| 抜粋本文 |
◆ ◆ ◆
本発明は、ポリウレタンエラストマーからなるブレード部を有する電子写真装置用ブレードに関する。
一般に、電子写真装置では、感光体の外周面を一様に帯電させ、被複写体の被複写画像を介してその外周面を露光することにより上記外周面上に静電潜像を形成し、この静電潜像にトナーを付着させてトナー像を形成し、これを複写紙などに転写することにより複写が行われる。上記複写後、感光体の外周面上にトナーが残留するため、この残留トナーを除去する必要が生じ、通常、この除去をクリーニングブレードによって行っている。
クリーニングブレードは、装置等にブレードを取り付ける金属製のホルダーと、そのホルダーの片端部に弾性体からなるブレード部材とが一体化して形成されており、ブレード部材は、耐摩耗性や永久歪みの程度等に優れていることから、ポリウレタンエラストマーが通常使用される。
ところで、このような電子写真装置が設置されているオフィスは、昼間は空調されているが、夜間又は早朝は空調されていないケースが多い。このため、翌朝の早い時間などを考慮すると、電子写真装置は5℃乃至40℃の環境下での使用が要求される。しかしながら、ポリウレタンエラストマーは、一般的に優れた力学特性を有する反面、粘弾性の温度依存性があることが知られており、その指標として、tanδのピーク温度、各温度でのtanδ値が用いられている。ポリウレタンエラストマーは低温側ではtanδ値が高くなっており、弾性が低い。このため、ポリウレタンエラストマーからなるブレード部を有するクリーニングブレードは低温環境下で、クリーニング性が悪くなる傾向がある。一方ポリウレタンエラストマーは、高温側では、tanδ値が小さくなっており、粘性が低い。このためポリウレタンエラストマーからなるブレード部を有するクリーニングブレードは高温環境下で、ビビリ音が発生しやすく、最悪の場合、めくれてしまうこともあった。
このため、低温環境下でのクリーニング性や、高温環境下でのビビリ、めくれを改良するため、様々な検討がされている。通常ブレード部を構成するブレード部材に用いられるウレタンエラストマーは、ポリイソシアネート、高分子量ポリオール、二官能、三官能などの低分子量ポリオールである鎖延長剤等からなる原料を反応して製造される。イソシアネートやポリオールの種類により、ウレタンエラストマーのtanδのピーク温度を変えることができる。また、鎖延長剤の二官能、三官能低分子量ポリオールの使用割合を変えると、イソシアネートとの反応により形成されるウレタン結合の直鎖、分岐の割合が変わるため、ウレタンエラストマーのtanδのピーク温度が変わることが知られている。
例えば、原料として用いる高分子量ポリエステルポリオールのエステル基濃度を低くすることにより、エラストマーの低温特性を向上させるという提案がされている(特許文献1参照)。しかしながら、低温特性は改良されるものの、反発弾性が非常に高く、高温でめくれやすくなるという問題があった。
◆ ◆ ◆
| 表示中の記録 |
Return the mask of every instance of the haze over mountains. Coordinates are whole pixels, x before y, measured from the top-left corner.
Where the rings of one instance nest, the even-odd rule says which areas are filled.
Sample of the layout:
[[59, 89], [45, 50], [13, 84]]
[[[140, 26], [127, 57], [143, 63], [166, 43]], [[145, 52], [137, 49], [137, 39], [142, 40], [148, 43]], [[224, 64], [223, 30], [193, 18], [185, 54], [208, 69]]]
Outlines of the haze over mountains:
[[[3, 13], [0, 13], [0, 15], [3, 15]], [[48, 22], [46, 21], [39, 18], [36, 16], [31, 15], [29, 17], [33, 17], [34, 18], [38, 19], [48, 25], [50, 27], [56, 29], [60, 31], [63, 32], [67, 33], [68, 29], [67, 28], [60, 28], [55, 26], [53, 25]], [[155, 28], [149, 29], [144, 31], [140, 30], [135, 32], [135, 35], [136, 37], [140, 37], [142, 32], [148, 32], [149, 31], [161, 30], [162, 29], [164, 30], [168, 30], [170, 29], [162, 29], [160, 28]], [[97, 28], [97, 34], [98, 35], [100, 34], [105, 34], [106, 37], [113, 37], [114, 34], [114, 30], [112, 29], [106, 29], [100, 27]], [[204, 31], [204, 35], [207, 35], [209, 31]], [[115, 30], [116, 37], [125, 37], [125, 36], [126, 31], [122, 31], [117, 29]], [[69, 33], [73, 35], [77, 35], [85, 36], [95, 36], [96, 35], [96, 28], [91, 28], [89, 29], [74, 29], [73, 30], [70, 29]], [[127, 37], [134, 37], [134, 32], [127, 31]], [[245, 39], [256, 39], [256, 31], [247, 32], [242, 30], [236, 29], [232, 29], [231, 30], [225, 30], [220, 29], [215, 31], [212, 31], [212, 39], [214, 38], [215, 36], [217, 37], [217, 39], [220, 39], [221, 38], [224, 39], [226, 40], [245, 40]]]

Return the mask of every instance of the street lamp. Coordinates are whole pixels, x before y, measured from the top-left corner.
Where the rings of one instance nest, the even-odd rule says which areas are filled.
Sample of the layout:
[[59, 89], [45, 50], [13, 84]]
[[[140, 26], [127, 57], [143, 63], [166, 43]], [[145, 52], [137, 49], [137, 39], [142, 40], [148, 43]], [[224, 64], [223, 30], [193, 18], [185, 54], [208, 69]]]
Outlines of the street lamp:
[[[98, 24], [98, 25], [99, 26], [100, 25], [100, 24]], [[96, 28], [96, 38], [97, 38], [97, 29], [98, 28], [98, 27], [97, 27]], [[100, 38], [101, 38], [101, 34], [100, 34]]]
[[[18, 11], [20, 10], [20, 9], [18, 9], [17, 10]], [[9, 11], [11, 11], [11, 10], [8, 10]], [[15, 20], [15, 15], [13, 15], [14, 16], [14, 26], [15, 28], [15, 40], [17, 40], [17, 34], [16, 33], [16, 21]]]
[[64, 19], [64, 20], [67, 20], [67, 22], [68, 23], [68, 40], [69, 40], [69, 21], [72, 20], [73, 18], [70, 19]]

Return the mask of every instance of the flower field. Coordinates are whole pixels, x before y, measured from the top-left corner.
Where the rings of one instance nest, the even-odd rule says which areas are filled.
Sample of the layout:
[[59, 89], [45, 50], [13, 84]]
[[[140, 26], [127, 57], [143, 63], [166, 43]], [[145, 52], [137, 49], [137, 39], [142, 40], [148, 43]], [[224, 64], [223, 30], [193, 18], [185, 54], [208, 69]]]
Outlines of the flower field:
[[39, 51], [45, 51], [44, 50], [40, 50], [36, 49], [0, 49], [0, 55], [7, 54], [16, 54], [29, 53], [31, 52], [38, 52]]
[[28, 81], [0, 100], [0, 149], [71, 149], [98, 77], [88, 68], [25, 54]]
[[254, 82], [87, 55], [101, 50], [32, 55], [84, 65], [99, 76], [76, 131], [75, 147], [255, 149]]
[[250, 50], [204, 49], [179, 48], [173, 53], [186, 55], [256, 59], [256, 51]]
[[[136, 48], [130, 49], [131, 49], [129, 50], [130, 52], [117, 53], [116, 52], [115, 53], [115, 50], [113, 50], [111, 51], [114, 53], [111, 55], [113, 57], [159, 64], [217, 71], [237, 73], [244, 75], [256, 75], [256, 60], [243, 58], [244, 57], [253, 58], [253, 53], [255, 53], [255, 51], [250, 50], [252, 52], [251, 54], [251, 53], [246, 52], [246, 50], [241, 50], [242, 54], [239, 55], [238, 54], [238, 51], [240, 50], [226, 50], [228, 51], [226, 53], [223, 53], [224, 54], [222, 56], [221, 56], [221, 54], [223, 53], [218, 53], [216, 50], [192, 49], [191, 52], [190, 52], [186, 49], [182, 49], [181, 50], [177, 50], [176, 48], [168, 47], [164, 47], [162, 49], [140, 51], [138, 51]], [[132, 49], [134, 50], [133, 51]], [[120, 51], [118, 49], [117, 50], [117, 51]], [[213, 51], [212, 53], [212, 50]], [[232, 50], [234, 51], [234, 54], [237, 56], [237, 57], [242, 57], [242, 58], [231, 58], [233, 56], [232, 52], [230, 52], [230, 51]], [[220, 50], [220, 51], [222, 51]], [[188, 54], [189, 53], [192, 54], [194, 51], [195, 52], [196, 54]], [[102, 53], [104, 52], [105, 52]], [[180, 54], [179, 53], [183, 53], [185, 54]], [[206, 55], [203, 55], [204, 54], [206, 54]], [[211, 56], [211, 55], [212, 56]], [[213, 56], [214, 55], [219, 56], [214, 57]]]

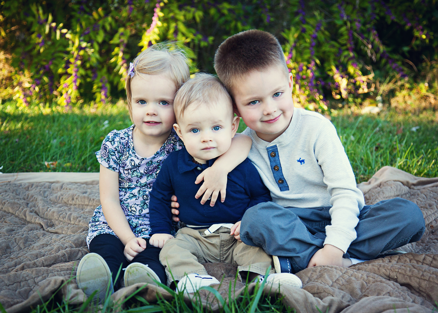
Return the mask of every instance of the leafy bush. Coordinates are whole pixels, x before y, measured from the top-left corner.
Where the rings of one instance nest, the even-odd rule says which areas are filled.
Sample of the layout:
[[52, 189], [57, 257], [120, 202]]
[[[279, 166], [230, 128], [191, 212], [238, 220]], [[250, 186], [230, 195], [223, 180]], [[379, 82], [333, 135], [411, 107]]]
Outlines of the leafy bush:
[[19, 105], [105, 103], [124, 96], [129, 61], [151, 44], [175, 41], [187, 51], [192, 73], [212, 73], [215, 51], [225, 38], [258, 28], [283, 45], [295, 101], [325, 110], [328, 99], [351, 103], [388, 77], [412, 81], [436, 64], [436, 2], [4, 1], [0, 98], [13, 97]]

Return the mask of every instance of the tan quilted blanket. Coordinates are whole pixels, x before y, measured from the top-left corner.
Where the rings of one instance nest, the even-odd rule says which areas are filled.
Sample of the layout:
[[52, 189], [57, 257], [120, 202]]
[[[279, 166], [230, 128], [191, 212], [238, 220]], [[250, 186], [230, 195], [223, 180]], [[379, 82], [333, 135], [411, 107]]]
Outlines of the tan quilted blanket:
[[[64, 297], [72, 304], [83, 302], [74, 276], [78, 260], [88, 252], [85, 236], [90, 217], [99, 204], [98, 184], [98, 173], [0, 174], [0, 303], [7, 312], [28, 312], [54, 295], [55, 299]], [[403, 247], [408, 252], [405, 254], [349, 268], [320, 266], [302, 271], [298, 276], [303, 288], [282, 287], [283, 301], [306, 313], [436, 310], [438, 178], [416, 177], [385, 166], [359, 187], [367, 204], [395, 197], [416, 203], [426, 220], [422, 239]], [[227, 283], [234, 280], [235, 269], [219, 263], [206, 267], [219, 279], [225, 276], [219, 292], [226, 298]], [[236, 284], [233, 296], [242, 287], [240, 282]], [[113, 298], [123, 299], [139, 287], [122, 288]], [[254, 288], [250, 286], [250, 292]], [[265, 288], [267, 294], [278, 291]], [[154, 286], [146, 287], [140, 295], [153, 302], [157, 293], [164, 298], [171, 296]], [[206, 305], [212, 300], [208, 292], [201, 294]], [[213, 304], [218, 311], [217, 304]]]

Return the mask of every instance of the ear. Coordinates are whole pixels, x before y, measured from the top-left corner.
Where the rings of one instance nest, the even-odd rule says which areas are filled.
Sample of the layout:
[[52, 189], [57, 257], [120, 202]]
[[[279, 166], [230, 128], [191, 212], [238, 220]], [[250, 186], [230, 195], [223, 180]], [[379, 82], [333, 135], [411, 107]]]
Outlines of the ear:
[[182, 133], [181, 132], [181, 129], [180, 129], [179, 125], [176, 123], [173, 124], [173, 129], [176, 131], [177, 135], [178, 135], [178, 137], [179, 137], [181, 140], [182, 140], [183, 142], [184, 140], [182, 139]]
[[231, 138], [234, 137], [236, 132], [239, 128], [239, 123], [240, 121], [240, 118], [239, 116], [235, 116], [233, 118], [233, 123], [231, 124]]
[[239, 117], [242, 117], [242, 116], [240, 115], [240, 113], [239, 113], [239, 110], [237, 109], [237, 106], [236, 105], [236, 103], [233, 104], [233, 111]]
[[291, 92], [293, 90], [293, 77], [292, 76], [292, 73], [289, 73], [288, 76], [288, 83], [289, 85], [289, 88], [291, 89]]

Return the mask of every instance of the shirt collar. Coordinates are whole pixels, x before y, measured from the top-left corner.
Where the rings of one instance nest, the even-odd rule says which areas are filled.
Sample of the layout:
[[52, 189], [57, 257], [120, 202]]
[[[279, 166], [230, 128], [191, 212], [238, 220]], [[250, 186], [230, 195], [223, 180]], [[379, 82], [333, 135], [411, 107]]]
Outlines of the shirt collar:
[[200, 165], [199, 164], [196, 164], [192, 161], [193, 157], [187, 152], [187, 149], [186, 149], [185, 147], [181, 149], [181, 152], [180, 152], [179, 155], [178, 155], [178, 169], [180, 171], [180, 173], [183, 173], [184, 172], [193, 170], [198, 167], [201, 167], [202, 169], [202, 170], [203, 170], [213, 165], [213, 164], [215, 163], [216, 159], [218, 158], [215, 158], [214, 159], [209, 160], [207, 161], [206, 164]]

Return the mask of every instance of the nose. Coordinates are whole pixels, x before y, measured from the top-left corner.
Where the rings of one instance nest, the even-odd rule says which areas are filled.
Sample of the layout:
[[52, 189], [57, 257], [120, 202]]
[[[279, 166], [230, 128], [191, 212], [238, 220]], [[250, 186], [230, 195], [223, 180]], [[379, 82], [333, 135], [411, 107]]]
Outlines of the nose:
[[157, 114], [157, 107], [153, 103], [148, 104], [146, 108], [146, 114], [151, 116], [155, 116]]
[[270, 115], [277, 110], [277, 105], [275, 101], [270, 99], [264, 103], [263, 106], [263, 114]]

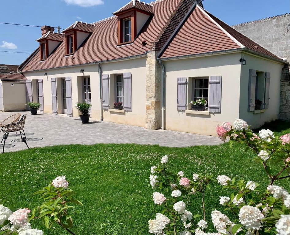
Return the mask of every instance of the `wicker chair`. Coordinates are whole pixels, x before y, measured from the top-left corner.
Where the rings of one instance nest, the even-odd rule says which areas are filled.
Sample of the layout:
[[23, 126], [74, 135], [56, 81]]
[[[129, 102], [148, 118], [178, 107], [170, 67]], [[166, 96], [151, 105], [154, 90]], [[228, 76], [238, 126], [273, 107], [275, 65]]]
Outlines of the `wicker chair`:
[[[10, 132], [14, 132], [19, 131], [20, 132], [20, 135], [21, 136], [21, 140], [22, 142], [24, 142], [29, 149], [29, 147], [27, 145], [26, 142], [26, 136], [25, 135], [25, 132], [23, 128], [24, 128], [24, 125], [25, 124], [25, 120], [26, 119], [26, 114], [23, 115], [20, 121], [18, 122], [10, 123], [2, 127], [1, 130], [4, 133], [3, 136], [2, 141], [4, 140], [4, 144], [3, 145], [3, 150], [2, 153], [4, 153], [4, 148], [5, 147], [5, 142], [8, 138], [8, 136]], [[23, 132], [22, 133], [22, 132]], [[22, 137], [22, 134], [24, 135], [24, 136]], [[2, 143], [2, 141], [1, 141]]]

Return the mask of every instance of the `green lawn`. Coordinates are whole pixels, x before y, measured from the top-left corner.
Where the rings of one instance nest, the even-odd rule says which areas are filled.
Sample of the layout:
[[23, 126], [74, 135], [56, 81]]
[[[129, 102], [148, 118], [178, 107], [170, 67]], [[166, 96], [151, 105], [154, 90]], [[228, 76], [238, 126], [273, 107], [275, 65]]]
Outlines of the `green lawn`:
[[[266, 127], [269, 125], [276, 134], [290, 132], [289, 123], [276, 122]], [[12, 211], [32, 208], [41, 201], [33, 193], [64, 175], [70, 187], [77, 193], [76, 198], [84, 204], [74, 211], [72, 230], [77, 234], [148, 234], [147, 222], [161, 208], [154, 204], [154, 191], [148, 186], [151, 166], [166, 155], [173, 171], [182, 170], [191, 178], [194, 173], [208, 172], [216, 177], [243, 178], [266, 186], [269, 181], [262, 168], [251, 161], [252, 152], [246, 153], [244, 149], [236, 144], [231, 149], [227, 144], [181, 148], [101, 144], [6, 153], [0, 155], [0, 204]], [[289, 190], [289, 182], [280, 183]], [[212, 209], [222, 210], [220, 195], [227, 196], [221, 187], [208, 193], [208, 221]], [[200, 198], [196, 195], [193, 198], [189, 210], [201, 213]], [[57, 226], [49, 231], [40, 221], [33, 221], [32, 226], [44, 230], [45, 235], [67, 234]]]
◆ ◆ ◆
| 取り組む課題 |
(A) ブレードに関する抜粋のうち、「ところで、このような電子写真」から「すくなるという問題があった。」に至るまでの全文を、一字一句違えずに書き写してください。
(B) ブレードに関する抜粋によれば、電子写真装置にはどの温度範囲の環境下での使用が求められていますか。

| 演習の解答 |
(A)
ところで、このような電子写真装置が設置されているオフィスは、昼間は空調されているが、夜間又は早朝は空調されていないケースが多い。このため、翌朝の早い時間などを考慮すると、電子写真装置は5℃乃至40℃の環境下での使用が要求される。しかしながら、ポリウレタンエラストマーは、一般的に優れた力学特性を有する反面、粘弾性の温度依存性があることが知られており、その指標として、tanδのピーク温度、各温度でのtanδ値が用いられている。ポリウレタンエラストマーは低温側ではtanδ値が高くなっており、弾性が低い。このため、ポリウレタンエラストマーからなるブレード部を有するクリーニングブレードは低温環境下で、クリーニング性が悪くなる傾向がある。一方ポリウレタンエラストマーは、高温側では、tanδ値が小さくなっており、粘性が低い。このためポリウレタンエラストマーからなるブレード部を有するクリーニングブレードは高温環境下で、ビビリ音が発生しやすく、最悪の場合、めくれてしまうこともあった。
このため、低温環境下でのクリーニング性や、高温環境下でのビビリ、めくれを改良するため、様々な検討がされている。通常ブレード部を構成するブレード部材に用いられるウレタンエラストマーは、ポリイソシアネート、高分子量ポリオール、二官能、三官能などの低分子量ポリオールである鎖延長剤等からなる原料を反応して製造される。イソシアネートやポリオールの種類により、ウレタンエラストマーのtanδのピーク温度を変えることができる。また、鎖延長剤の二官能、三官能低分子量ポリオールの使用割合を変えると、イソシアネートとの反応により形成されるウレタン結合の直鎖、分岐の割合が変わるため、ウレタンエラストマーのtanδのピーク温度が変わることが知られている。
例えば、原料として用いる高分子量ポリエステルポリオールのエステル基濃度を低くすることにより、エラストマーの低温特性を向上させるという提案がされている(特許文献1参照)。しかしながら、低温特性は改良されるものの、反発弾性が非常に高く、高温でめくれやすくなるという問題があった。

(B) 5℃乃至40℃の環境下での使用が求められています。